*** RECORDS FOR THIS EXERCISE ***
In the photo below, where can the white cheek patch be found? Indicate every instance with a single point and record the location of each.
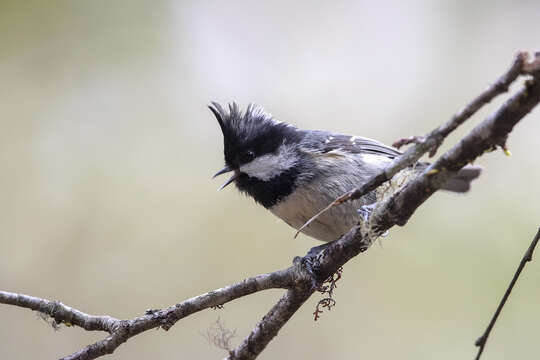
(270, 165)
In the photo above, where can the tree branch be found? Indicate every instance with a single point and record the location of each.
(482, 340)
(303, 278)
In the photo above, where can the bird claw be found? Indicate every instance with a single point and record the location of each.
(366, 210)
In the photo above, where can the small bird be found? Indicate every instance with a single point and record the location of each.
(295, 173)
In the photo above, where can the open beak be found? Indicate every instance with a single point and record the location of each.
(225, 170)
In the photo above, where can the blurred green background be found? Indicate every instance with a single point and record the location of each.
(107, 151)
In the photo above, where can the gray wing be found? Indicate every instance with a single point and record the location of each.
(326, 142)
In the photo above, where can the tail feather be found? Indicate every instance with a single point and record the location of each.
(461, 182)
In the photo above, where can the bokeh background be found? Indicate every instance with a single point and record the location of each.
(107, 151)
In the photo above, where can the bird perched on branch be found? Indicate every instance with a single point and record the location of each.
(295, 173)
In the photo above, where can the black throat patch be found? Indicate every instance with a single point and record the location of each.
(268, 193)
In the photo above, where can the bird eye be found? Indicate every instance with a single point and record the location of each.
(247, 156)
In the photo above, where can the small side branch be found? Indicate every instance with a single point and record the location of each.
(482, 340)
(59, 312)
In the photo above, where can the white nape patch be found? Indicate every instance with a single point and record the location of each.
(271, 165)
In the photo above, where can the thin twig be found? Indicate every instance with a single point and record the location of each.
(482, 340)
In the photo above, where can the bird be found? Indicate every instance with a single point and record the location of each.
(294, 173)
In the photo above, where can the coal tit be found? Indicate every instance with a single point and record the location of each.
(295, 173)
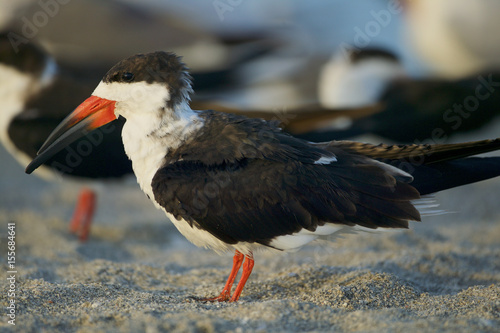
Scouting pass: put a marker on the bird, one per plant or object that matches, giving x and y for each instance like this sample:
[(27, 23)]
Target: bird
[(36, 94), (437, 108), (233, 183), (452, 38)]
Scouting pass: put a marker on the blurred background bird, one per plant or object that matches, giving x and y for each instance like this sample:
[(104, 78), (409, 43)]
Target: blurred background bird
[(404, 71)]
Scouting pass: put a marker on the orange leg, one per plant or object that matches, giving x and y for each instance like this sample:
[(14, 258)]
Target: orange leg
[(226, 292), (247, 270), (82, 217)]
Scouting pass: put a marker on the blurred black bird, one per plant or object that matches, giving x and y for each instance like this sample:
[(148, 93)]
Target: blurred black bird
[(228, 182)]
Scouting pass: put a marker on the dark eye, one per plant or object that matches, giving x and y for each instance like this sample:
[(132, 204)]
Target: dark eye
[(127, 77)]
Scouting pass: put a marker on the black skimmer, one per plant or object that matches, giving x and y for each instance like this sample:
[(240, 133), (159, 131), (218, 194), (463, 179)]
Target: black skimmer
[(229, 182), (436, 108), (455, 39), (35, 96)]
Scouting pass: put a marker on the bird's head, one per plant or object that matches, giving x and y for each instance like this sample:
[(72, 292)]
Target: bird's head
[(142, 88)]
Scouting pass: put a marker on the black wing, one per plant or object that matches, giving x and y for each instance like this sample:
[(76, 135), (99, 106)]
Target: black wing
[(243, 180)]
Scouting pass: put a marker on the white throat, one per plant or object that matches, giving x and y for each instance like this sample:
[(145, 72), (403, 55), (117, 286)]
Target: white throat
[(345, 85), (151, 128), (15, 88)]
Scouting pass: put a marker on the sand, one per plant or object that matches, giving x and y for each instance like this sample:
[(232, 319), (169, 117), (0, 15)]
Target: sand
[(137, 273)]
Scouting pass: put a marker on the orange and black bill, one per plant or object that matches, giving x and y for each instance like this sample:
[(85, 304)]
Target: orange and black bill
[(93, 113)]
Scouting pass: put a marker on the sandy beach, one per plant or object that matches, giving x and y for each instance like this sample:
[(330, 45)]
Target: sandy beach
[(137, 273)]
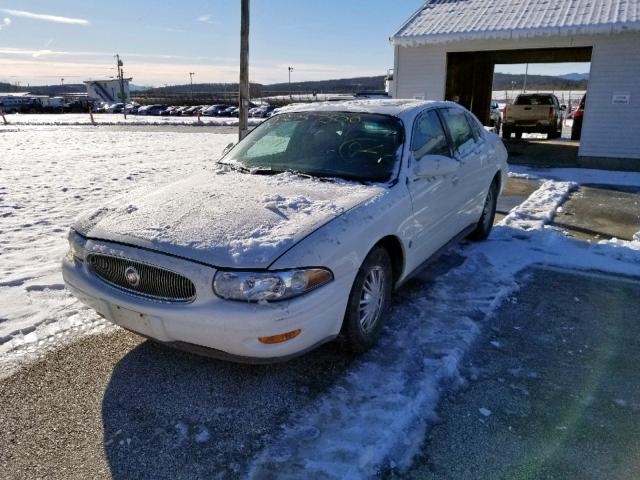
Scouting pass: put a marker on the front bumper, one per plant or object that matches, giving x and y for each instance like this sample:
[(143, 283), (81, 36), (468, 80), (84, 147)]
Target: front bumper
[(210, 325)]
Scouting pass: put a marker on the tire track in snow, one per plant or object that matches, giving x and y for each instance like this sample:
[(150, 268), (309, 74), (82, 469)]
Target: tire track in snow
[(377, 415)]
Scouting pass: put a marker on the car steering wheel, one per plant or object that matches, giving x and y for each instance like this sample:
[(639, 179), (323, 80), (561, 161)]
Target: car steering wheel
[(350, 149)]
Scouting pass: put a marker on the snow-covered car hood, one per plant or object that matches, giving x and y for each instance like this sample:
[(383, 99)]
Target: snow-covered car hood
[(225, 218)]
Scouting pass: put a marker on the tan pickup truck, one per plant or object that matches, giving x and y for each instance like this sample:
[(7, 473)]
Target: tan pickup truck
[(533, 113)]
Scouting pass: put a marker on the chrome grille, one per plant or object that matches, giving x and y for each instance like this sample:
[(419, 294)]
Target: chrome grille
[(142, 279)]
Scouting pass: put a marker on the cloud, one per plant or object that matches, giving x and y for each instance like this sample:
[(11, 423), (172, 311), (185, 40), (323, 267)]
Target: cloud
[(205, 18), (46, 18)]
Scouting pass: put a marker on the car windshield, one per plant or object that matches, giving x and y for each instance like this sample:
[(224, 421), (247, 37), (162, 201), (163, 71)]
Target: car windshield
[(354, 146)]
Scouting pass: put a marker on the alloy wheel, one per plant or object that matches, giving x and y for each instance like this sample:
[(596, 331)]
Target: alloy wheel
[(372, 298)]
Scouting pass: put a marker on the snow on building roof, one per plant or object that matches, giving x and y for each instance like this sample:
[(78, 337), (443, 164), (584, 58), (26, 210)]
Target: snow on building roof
*** End of RECORDS FOR THIS EXERCISE ***
* [WHAT YOU HAVE TO DO]:
Count lines above containing "building" and report only the total.

* [WRITTEN REPLY]:
2